# Task to carry out
Starting with the first line and stopping after the line that contains "[(209, 351), (127, 202), (498, 244)]", write out every line again, requests included, and add -21 to each coordinate in the answers.

-- Begin --

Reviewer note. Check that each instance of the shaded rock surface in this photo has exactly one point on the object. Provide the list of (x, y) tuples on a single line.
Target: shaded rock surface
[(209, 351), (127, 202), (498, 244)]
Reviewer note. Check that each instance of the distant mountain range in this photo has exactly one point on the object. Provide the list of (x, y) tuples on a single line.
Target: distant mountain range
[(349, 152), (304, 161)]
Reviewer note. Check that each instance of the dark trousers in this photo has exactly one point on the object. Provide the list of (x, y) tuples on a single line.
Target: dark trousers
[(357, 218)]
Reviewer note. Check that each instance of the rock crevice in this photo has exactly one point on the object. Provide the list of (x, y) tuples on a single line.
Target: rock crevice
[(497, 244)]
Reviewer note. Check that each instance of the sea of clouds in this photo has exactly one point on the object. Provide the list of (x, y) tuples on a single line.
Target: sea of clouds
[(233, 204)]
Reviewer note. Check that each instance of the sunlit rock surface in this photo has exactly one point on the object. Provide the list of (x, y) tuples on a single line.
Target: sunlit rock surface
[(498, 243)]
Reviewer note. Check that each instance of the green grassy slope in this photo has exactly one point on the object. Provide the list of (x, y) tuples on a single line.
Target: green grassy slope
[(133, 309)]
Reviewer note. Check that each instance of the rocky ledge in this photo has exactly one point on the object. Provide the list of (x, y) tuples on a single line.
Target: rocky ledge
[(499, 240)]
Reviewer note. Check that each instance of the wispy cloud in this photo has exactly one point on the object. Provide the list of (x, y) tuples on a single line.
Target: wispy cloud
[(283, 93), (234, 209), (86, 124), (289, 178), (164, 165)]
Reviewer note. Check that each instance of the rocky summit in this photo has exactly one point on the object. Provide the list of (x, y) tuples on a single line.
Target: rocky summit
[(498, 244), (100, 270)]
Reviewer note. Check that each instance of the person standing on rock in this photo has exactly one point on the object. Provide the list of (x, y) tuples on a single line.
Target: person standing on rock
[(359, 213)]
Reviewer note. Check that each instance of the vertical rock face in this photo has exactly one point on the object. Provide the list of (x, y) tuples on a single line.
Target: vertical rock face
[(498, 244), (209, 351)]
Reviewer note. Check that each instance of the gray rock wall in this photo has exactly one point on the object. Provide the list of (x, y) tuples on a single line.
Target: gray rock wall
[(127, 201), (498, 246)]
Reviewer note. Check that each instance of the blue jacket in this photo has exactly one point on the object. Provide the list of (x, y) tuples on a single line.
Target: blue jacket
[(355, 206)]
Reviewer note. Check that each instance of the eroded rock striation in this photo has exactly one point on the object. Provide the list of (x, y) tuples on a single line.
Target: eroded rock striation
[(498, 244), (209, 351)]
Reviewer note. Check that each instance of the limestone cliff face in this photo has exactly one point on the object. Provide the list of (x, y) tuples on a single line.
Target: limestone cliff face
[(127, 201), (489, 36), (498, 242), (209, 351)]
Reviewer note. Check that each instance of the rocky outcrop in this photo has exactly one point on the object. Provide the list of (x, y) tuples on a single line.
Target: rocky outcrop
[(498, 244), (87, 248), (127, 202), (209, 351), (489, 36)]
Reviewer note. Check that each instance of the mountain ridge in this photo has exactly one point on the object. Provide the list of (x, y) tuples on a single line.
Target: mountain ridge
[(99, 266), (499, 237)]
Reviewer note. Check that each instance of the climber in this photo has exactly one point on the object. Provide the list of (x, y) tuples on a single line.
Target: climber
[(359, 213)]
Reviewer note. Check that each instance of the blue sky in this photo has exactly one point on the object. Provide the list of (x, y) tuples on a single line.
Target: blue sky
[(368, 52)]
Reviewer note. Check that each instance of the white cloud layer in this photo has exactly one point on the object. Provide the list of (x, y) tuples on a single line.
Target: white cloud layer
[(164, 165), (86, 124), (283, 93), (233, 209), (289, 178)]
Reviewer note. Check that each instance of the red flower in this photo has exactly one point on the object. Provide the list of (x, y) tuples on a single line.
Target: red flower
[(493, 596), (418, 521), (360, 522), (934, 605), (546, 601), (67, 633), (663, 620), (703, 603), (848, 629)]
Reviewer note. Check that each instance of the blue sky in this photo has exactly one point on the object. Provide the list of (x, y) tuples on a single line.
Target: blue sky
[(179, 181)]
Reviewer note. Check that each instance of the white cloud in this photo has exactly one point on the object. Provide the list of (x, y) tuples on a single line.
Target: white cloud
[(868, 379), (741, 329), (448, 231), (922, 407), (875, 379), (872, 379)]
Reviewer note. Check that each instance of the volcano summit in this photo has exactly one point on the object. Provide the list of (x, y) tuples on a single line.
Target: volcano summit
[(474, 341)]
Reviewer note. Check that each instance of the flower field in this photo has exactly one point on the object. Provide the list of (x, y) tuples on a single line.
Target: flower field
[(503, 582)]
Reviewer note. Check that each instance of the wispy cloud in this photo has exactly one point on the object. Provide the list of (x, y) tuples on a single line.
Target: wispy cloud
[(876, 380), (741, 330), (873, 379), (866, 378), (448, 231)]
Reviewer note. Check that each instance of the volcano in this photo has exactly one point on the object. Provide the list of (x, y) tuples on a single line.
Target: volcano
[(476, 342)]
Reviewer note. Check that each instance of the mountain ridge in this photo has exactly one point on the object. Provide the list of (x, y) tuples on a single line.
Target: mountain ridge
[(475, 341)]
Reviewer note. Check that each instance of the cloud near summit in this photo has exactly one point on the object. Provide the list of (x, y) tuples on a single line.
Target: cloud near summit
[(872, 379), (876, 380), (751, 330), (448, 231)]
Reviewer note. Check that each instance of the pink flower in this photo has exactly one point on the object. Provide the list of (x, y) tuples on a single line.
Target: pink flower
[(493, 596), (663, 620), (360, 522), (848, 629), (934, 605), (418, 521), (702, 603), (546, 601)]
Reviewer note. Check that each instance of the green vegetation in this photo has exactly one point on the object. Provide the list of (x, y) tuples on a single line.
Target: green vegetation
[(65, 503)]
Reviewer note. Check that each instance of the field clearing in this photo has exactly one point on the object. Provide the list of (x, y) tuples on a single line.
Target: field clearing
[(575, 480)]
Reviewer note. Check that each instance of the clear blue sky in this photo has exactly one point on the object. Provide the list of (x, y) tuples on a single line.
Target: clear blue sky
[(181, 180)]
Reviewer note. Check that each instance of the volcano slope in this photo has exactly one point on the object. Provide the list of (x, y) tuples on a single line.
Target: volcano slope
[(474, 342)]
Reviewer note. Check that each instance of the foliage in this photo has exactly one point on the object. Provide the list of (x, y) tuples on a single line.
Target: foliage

-- End --

# Solution
Reviewer note. Check that each instance of the shaded rock surface in this photo has exactly one point on the object. Provide the list of (x, y) tuples on a single line.
Target: shaded rock surface
[(188, 330), (106, 181), (477, 223)]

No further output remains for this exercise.